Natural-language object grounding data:
----------

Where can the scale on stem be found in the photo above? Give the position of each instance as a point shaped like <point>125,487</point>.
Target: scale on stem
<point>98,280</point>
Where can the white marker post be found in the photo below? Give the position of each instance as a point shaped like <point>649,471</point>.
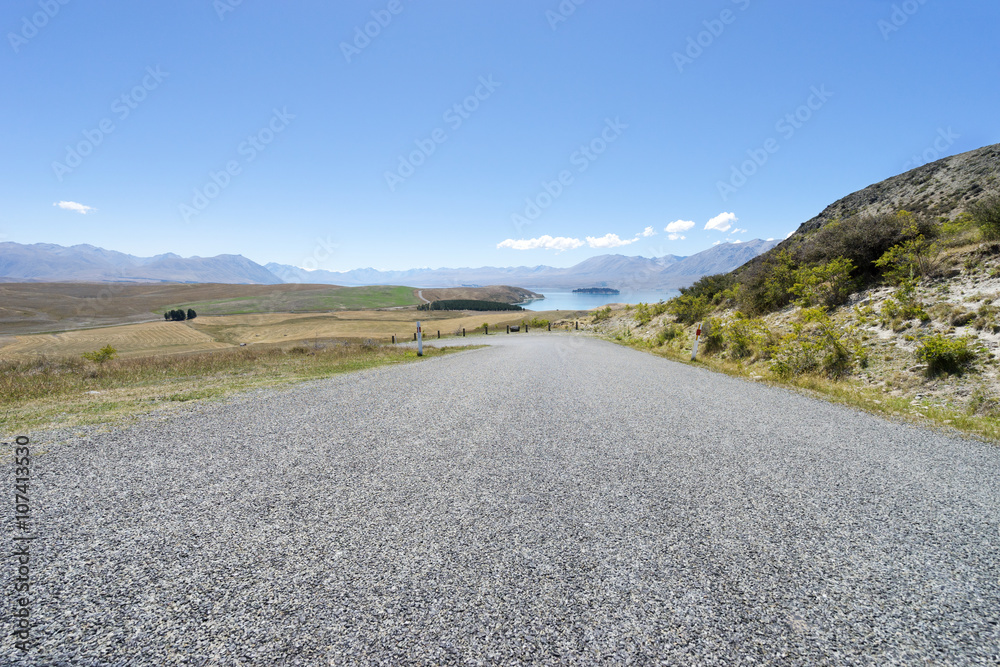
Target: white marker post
<point>697,335</point>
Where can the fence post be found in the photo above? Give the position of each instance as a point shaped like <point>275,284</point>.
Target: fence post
<point>697,335</point>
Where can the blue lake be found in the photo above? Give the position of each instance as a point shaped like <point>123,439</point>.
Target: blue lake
<point>568,300</point>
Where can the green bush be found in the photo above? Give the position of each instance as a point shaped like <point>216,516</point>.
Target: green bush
<point>712,336</point>
<point>764,286</point>
<point>986,214</point>
<point>826,285</point>
<point>815,345</point>
<point>910,259</point>
<point>946,355</point>
<point>745,338</point>
<point>689,308</point>
<point>712,288</point>
<point>602,314</point>
<point>904,305</point>
<point>106,353</point>
<point>668,334</point>
<point>863,240</point>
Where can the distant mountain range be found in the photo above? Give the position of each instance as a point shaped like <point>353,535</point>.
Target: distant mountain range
<point>47,262</point>
<point>617,271</point>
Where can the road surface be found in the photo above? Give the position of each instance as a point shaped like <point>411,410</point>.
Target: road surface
<point>552,499</point>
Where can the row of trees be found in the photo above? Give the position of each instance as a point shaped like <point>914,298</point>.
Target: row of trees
<point>179,315</point>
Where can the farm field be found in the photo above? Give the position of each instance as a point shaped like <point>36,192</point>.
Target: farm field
<point>211,333</point>
<point>27,308</point>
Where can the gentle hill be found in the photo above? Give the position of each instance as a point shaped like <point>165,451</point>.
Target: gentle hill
<point>48,262</point>
<point>618,271</point>
<point>945,188</point>
<point>37,307</point>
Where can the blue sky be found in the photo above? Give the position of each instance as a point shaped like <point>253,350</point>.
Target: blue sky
<point>472,133</point>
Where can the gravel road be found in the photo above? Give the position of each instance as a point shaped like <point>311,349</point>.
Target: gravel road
<point>552,499</point>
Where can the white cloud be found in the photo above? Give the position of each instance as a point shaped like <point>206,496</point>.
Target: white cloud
<point>544,242</point>
<point>73,206</point>
<point>608,241</point>
<point>679,226</point>
<point>721,222</point>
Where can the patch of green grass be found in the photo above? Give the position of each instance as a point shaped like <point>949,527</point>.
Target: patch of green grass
<point>334,298</point>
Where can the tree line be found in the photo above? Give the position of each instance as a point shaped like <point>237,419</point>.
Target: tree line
<point>179,315</point>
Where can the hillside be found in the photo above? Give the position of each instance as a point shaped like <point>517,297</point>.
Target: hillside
<point>618,271</point>
<point>48,262</point>
<point>893,309</point>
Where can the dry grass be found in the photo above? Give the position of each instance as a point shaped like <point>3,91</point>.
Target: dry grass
<point>948,417</point>
<point>48,392</point>
<point>207,333</point>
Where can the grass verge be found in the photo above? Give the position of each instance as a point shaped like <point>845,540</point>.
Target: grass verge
<point>845,392</point>
<point>42,392</point>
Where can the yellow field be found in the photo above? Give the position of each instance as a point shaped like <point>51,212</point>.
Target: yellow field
<point>208,333</point>
<point>129,340</point>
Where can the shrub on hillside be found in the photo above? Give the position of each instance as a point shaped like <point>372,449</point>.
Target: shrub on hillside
<point>764,286</point>
<point>689,308</point>
<point>106,353</point>
<point>668,334</point>
<point>713,288</point>
<point>986,214</point>
<point>825,285</point>
<point>602,314</point>
<point>862,240</point>
<point>816,345</point>
<point>946,355</point>
<point>912,258</point>
<point>747,338</point>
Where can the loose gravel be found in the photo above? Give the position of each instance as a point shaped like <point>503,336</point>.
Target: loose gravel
<point>552,499</point>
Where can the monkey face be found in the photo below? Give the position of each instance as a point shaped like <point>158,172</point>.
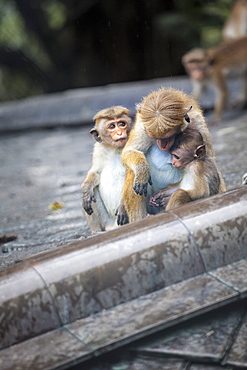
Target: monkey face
<point>117,132</point>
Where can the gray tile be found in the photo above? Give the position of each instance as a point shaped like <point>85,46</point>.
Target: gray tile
<point>238,352</point>
<point>219,227</point>
<point>204,338</point>
<point>157,310</point>
<point>27,308</point>
<point>46,351</point>
<point>234,275</point>
<point>137,364</point>
<point>112,268</point>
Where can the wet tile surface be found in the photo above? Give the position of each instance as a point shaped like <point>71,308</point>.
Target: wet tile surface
<point>205,338</point>
<point>47,351</point>
<point>219,227</point>
<point>234,275</point>
<point>238,352</point>
<point>120,268</point>
<point>27,308</point>
<point>151,312</point>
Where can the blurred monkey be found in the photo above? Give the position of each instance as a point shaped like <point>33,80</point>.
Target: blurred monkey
<point>212,66</point>
<point>201,176</point>
<point>102,188</point>
<point>236,25</point>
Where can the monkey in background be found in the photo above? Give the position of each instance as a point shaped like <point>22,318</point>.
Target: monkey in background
<point>236,24</point>
<point>162,115</point>
<point>201,177</point>
<point>244,179</point>
<point>212,66</point>
<point>103,185</point>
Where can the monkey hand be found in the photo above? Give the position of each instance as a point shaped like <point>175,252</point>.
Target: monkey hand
<point>87,197</point>
<point>162,196</point>
<point>122,216</point>
<point>142,179</point>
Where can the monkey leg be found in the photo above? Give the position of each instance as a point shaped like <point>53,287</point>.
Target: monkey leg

----------

__Assignment__
Every line above carrying the word "below" needs to be shown.

__Output__
Where can the white marker post be found in the photo below? Give the position of each instance as a point shaped like <point>649,471</point>.
Where can the monkey face be found in the photo below? Give the position of each instance as a point shaped like <point>158,172</point>.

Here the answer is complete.